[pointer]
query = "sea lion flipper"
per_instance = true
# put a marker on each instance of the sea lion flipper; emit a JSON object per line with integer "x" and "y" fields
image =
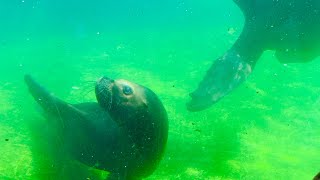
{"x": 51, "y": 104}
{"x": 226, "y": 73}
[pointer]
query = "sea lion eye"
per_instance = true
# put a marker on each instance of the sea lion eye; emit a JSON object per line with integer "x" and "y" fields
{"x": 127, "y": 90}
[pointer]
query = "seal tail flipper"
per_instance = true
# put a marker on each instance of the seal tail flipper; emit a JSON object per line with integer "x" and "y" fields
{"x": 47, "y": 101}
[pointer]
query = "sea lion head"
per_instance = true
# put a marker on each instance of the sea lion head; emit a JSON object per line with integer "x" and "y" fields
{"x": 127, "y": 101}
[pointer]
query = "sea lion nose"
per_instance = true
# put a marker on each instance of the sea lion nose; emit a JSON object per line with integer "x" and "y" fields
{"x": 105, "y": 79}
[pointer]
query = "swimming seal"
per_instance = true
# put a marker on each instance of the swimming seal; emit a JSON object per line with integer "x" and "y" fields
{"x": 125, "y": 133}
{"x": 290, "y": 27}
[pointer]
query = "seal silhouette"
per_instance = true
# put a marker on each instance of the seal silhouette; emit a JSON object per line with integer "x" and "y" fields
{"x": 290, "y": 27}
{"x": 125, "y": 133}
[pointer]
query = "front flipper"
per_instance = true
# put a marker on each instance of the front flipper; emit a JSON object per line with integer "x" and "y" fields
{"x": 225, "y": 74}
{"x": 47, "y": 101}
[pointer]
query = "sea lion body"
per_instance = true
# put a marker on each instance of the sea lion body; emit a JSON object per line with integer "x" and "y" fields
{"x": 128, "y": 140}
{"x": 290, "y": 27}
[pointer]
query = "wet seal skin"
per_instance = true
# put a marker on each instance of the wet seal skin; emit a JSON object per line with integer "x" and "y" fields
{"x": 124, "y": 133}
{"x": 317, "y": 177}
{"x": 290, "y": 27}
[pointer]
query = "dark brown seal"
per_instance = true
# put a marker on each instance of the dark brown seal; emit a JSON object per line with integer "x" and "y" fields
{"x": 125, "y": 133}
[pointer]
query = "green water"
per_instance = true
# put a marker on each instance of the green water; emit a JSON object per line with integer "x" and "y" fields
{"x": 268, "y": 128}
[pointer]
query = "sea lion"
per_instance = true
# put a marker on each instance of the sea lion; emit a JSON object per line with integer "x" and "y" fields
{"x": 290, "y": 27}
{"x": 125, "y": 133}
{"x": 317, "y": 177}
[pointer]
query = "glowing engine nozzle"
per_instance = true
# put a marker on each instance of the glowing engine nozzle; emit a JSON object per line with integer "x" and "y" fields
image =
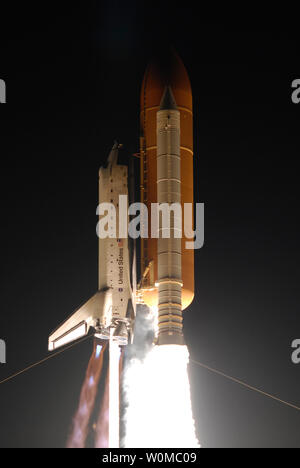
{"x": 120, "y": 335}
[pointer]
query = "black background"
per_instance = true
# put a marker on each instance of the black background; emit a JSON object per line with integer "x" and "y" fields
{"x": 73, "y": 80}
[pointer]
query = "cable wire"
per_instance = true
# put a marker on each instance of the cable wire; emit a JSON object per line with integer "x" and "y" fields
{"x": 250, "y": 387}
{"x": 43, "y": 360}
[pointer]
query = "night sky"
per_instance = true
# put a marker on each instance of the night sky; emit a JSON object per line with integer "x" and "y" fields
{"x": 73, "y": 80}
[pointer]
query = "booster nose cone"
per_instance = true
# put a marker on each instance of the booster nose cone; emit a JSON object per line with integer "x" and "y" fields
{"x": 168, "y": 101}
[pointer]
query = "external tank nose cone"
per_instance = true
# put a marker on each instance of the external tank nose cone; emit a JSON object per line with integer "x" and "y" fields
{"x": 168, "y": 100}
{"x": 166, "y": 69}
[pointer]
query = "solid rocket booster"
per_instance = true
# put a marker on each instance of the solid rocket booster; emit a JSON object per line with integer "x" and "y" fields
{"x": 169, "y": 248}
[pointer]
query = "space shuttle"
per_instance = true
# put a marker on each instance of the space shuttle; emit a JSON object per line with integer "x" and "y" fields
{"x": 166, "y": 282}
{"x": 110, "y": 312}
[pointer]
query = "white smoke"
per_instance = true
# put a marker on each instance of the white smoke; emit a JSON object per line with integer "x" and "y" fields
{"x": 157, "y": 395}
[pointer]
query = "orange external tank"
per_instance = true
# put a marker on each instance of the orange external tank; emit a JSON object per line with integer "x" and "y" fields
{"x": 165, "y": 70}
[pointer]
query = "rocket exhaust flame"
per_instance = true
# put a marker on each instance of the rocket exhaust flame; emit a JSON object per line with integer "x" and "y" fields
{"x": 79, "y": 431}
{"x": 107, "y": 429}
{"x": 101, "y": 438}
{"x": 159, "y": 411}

___

What the exercise asks → Count the lines in the entries above that contain the word "nozzle". Reply with the number only.

Solution for this task → 2